start INPUT MATERIAL
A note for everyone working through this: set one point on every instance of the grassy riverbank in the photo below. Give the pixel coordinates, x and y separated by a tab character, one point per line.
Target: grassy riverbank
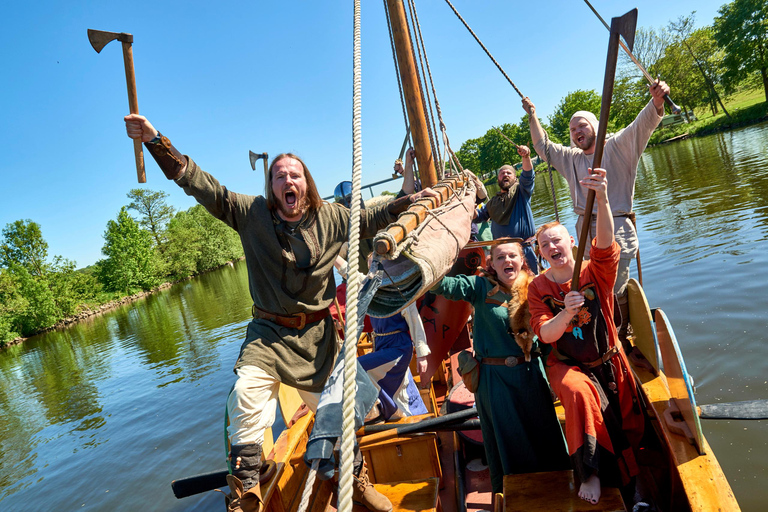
745	108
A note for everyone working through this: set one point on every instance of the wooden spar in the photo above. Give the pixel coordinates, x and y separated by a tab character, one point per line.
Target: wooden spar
end INPUT MATERIAL
TASK BRIEF → Lay out every line of the records above as a numbered list, skipping blank lines and leaving out the pictures.

TASK ANSWER →
1. A note for everyone working through this: set one point on every instance of the grassy riverbank in the photo below. Give the pixel coordinates, x and y separated by a tab character, one point per line.
2. Target: grassy riverbank
3. 745	108
4. A note for everyone working through this: set one point on every instance of the wooden spar in the photo above. Give the pixel coordinates, x and y separated by a tab character, one point per line.
5. Target: wooden spar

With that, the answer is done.